>> Begin Stored data
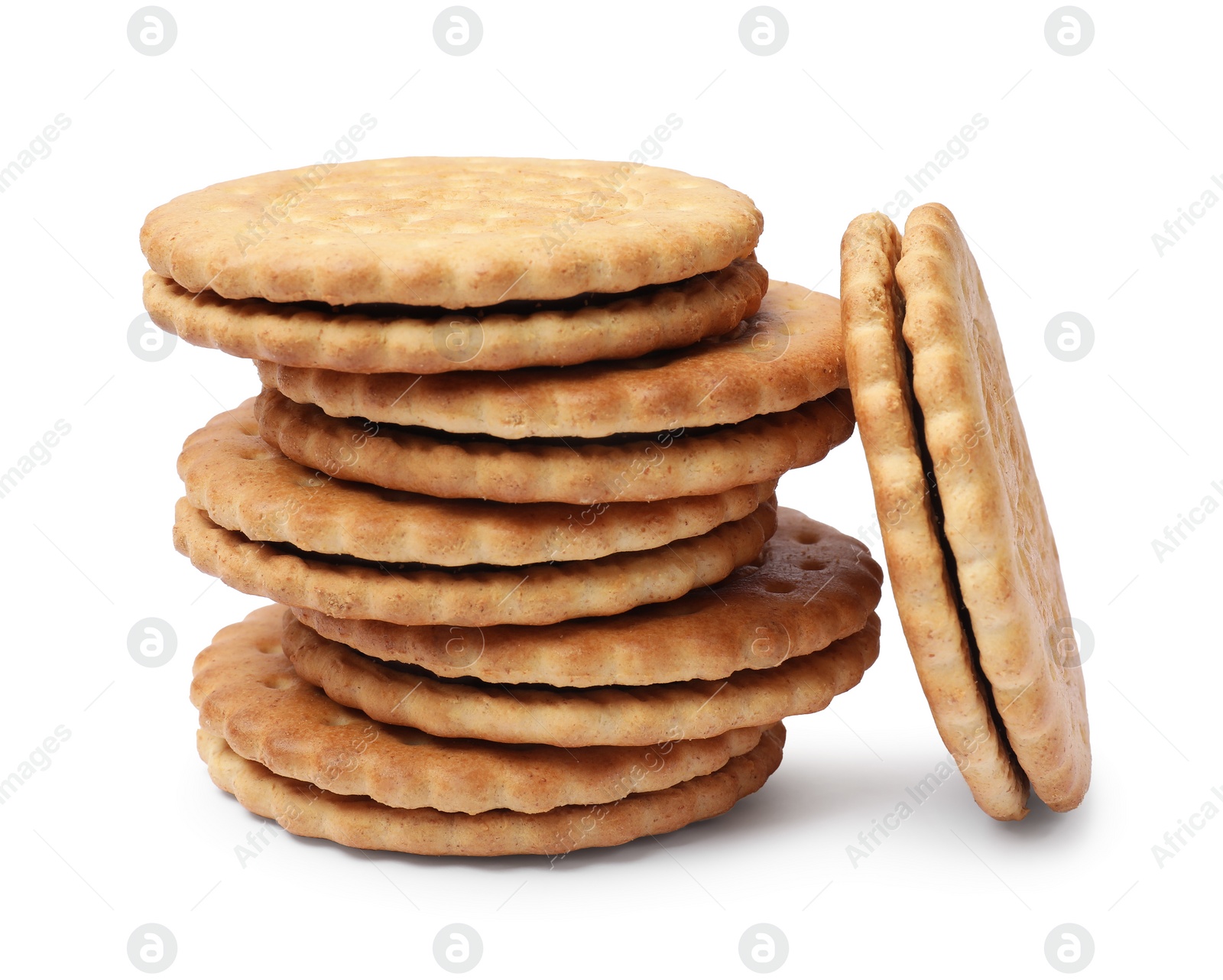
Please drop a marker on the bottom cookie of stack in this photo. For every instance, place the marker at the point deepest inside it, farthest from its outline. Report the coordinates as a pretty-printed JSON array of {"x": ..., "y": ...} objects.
[
  {"x": 611, "y": 727},
  {"x": 358, "y": 821}
]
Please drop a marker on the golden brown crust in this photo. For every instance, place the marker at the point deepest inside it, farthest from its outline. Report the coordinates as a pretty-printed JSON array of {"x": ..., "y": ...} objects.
[
  {"x": 245, "y": 485},
  {"x": 580, "y": 716},
  {"x": 1006, "y": 557},
  {"x": 810, "y": 586},
  {"x": 878, "y": 362},
  {"x": 788, "y": 354},
  {"x": 530, "y": 594},
  {"x": 248, "y": 694},
  {"x": 449, "y": 232},
  {"x": 656, "y": 468},
  {"x": 305, "y": 810},
  {"x": 378, "y": 339}
]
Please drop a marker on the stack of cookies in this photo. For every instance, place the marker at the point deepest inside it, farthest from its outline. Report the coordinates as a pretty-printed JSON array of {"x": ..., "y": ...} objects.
[{"x": 511, "y": 482}]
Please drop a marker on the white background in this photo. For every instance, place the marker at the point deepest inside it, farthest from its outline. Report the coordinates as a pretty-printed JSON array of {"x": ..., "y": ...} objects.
[{"x": 1084, "y": 158}]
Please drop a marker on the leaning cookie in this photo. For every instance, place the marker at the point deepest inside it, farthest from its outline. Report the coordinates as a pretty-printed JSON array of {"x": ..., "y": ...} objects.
[{"x": 968, "y": 540}]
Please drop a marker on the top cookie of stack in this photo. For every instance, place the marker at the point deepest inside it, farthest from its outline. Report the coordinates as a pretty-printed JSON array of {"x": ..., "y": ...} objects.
[
  {"x": 642, "y": 258},
  {"x": 453, "y": 352}
]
>> End Stored data
Work to complete: Print out the whole of the material word for word, without pictures.

Exercise output:
Please drop a marker on the bottom cookie of stack in this photo. For every instance, place the marker at the point deepest inside it, farthest from its outline. Report the coordinates as a pretty-printed JSON array of {"x": ..., "y": ...} objects.
[
  {"x": 611, "y": 727},
  {"x": 358, "y": 821}
]
Please drop a marker on the golden brown crust in this photo. For every instance, place the marker at the point deepest inside it, farthest from its outline. Report the coordinates as a pretty-printed JSON array of {"x": ..., "y": ...} objects.
[
  {"x": 245, "y": 485},
  {"x": 580, "y": 716},
  {"x": 1006, "y": 557},
  {"x": 810, "y": 586},
  {"x": 878, "y": 362},
  {"x": 788, "y": 354},
  {"x": 530, "y": 594},
  {"x": 248, "y": 694},
  {"x": 449, "y": 232},
  {"x": 656, "y": 468},
  {"x": 305, "y": 810},
  {"x": 378, "y": 339}
]
Please drop a marker on the stack of cookies in this photo. For every instance, place the marker at the point deepest inside it, farthest from its outline. Report the coordinates as a pretty-printed JSON array of {"x": ..., "y": ...} objects.
[{"x": 511, "y": 482}]
Please drop a marker on the white background in this photo. For every instance, place the marker at the point deepest inside it, farthest from its outline. Report the coordinates as a pretty-printed JSON array of {"x": ..., "y": ...} objects.
[{"x": 1084, "y": 158}]
Please drop a marker on the leaning cookie in this photo. For every instance, place the marker at the point deepest inside it, farthest from its outline. Report the coordinates as a pretty-printed JSON array of {"x": ..., "y": ...} objects.
[{"x": 968, "y": 540}]
Please drop a marker on the top cookie of stack in this photo. For every instance, place the marker at the point deepest inside it, farthest from its outline. Report the coordinates as a pretty-printed JSON array of {"x": ..., "y": ...} objects.
[
  {"x": 642, "y": 258},
  {"x": 453, "y": 352}
]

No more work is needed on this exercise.